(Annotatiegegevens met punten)
----

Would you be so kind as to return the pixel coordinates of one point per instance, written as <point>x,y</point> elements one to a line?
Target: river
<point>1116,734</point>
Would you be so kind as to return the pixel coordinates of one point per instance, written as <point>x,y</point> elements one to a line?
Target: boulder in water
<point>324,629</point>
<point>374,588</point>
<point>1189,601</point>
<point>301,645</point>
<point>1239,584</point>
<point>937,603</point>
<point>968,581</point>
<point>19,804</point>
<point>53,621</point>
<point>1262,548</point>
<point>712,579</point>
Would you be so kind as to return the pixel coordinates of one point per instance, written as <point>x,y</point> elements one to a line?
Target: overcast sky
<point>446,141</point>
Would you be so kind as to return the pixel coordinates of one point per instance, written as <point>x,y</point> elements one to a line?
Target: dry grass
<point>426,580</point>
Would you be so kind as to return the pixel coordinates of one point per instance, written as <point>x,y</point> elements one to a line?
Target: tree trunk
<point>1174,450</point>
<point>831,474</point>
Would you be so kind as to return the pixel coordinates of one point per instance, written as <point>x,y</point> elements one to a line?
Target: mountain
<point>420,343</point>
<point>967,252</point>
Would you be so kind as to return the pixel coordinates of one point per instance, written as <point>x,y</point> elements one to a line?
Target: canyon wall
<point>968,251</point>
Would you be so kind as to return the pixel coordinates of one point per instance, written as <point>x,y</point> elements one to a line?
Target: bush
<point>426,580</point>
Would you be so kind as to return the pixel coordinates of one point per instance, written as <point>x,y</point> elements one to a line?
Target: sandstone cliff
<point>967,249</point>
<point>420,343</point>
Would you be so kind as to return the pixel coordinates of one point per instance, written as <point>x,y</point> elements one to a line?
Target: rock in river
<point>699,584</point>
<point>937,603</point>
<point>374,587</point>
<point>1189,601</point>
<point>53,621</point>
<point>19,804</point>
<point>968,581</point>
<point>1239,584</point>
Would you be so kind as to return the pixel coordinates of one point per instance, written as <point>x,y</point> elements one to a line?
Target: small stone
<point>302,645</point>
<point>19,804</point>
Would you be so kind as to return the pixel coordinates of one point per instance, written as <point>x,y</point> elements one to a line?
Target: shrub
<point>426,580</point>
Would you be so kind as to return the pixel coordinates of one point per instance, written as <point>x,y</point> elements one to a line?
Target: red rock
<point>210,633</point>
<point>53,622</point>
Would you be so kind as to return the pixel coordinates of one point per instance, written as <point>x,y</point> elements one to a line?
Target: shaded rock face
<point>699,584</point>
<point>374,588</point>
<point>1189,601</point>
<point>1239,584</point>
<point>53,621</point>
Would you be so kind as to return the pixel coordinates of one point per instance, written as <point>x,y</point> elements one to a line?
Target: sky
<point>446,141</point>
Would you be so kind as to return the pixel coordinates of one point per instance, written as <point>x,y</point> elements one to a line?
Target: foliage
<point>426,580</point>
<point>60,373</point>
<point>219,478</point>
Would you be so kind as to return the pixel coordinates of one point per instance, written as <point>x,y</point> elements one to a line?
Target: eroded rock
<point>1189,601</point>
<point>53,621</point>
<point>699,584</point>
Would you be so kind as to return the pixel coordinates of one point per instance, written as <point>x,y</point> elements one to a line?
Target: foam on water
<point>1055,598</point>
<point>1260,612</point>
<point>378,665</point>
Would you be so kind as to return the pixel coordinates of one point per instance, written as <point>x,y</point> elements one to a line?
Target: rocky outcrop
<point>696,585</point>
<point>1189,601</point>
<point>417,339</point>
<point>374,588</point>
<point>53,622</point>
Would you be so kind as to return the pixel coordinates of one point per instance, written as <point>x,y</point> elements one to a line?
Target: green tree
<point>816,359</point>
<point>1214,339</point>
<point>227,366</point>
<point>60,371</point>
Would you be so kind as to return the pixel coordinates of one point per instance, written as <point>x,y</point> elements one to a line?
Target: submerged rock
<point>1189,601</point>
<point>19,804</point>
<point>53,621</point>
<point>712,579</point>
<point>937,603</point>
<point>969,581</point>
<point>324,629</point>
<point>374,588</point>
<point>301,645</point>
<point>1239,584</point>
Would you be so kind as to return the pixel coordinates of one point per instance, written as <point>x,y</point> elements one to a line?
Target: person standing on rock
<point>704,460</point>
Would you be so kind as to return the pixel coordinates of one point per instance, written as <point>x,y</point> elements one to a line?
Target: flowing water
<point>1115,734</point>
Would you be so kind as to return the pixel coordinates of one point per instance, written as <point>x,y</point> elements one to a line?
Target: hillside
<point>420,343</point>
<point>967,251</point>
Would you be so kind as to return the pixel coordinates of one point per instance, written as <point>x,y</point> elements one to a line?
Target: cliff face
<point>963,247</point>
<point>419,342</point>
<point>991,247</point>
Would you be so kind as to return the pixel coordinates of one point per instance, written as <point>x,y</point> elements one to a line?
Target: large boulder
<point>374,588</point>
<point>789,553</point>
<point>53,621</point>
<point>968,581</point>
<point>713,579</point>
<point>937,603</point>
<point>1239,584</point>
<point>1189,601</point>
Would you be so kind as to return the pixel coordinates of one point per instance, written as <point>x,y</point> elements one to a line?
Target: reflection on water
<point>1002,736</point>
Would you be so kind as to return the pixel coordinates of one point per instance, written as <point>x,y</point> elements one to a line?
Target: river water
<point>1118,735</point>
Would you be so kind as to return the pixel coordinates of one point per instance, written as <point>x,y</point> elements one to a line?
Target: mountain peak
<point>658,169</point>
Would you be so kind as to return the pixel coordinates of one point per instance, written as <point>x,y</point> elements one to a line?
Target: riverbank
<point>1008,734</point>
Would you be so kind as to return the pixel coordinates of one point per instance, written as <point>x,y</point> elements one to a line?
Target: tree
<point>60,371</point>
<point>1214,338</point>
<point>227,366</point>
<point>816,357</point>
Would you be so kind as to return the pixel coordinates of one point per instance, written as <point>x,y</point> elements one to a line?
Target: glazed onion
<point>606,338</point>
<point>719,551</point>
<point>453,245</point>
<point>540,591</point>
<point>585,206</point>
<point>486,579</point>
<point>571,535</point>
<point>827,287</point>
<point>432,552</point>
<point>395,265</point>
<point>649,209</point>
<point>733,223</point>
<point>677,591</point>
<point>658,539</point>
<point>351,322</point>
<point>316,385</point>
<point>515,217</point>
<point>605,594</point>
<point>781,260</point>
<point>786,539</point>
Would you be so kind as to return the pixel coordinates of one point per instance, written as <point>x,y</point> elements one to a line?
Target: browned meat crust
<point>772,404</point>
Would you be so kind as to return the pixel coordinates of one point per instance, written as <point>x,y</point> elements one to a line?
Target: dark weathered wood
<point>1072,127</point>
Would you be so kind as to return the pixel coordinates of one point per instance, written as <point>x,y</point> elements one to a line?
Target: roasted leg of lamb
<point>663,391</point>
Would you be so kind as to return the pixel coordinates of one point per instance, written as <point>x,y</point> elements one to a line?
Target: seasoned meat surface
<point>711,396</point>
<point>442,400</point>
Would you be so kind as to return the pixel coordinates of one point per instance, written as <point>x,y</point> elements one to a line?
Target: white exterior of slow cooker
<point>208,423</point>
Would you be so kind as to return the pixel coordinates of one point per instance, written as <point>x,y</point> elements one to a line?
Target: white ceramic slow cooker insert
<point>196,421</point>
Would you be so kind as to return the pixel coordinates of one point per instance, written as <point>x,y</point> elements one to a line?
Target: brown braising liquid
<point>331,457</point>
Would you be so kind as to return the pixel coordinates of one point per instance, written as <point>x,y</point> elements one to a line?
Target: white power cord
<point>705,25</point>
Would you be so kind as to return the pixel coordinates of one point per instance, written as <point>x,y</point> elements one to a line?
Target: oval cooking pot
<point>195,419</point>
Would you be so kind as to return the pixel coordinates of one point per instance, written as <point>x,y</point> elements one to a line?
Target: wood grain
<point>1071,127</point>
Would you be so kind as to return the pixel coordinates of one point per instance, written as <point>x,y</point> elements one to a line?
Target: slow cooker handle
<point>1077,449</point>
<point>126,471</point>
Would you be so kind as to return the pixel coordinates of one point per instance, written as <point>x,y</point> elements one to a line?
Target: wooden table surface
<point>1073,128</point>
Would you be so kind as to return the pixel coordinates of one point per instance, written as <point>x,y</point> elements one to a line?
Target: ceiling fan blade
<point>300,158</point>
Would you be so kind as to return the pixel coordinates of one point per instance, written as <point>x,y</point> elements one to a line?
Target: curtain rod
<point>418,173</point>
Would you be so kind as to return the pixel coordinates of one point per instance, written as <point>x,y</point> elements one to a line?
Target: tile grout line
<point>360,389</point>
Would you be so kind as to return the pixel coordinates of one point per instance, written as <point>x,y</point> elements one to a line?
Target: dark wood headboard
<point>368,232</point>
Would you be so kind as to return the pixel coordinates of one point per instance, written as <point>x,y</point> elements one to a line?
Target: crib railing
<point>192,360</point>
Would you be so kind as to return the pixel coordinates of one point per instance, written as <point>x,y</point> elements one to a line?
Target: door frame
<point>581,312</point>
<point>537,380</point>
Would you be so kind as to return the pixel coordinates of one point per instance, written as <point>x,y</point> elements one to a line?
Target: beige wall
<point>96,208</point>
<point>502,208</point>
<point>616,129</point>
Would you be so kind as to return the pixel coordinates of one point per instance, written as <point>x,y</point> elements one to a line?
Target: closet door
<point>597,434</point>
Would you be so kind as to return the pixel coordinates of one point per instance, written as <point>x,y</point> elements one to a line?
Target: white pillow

----

__OPDRACHTVEREISTEN__: Schrijf alles vanaf het begin van de gegevens tot en met de regel met "<point>967,252</point>" opnieuw uit, ook de regels zonder punten. Verhoog daarbij elke coördinaat in de antwoorden met 106.

__UITWERKING OPDRACHT__:
Would you be so kind as to return the pixel coordinates of one point per instance, written as <point>x,y</point> elements one to a line?
Target: river
<point>1222,840</point>
Would you be so kind as to return the pixel coordinates of one point per instance, written as <point>x,y</point> elements one to a line?
Target: boulder in water
<point>430,735</point>
<point>480,694</point>
<point>1295,707</point>
<point>407,751</point>
<point>1345,690</point>
<point>1043,709</point>
<point>1074,687</point>
<point>125,910</point>
<point>159,727</point>
<point>1368,654</point>
<point>818,685</point>
Would you be so kind as to return the pixel coordinates of one point per instance, written as <point>x,y</point> elements one to a line?
Target: overcast sky
<point>552,247</point>
Would you be so kind as to return the pixel coordinates of one point per instance, written as <point>x,y</point> elements one to a line?
Target: dry grass
<point>532,686</point>
Would you be so kind as to return the pixel coordinates of one point per instance, written as <point>x,y</point> elements one to a line?
Target: tree trunk
<point>1280,556</point>
<point>937,580</point>
Would you be so kind as to return the pixel coordinates of one point per instance, written as <point>x,y</point> elements one to a line?
Target: mountain
<point>526,449</point>
<point>1073,358</point>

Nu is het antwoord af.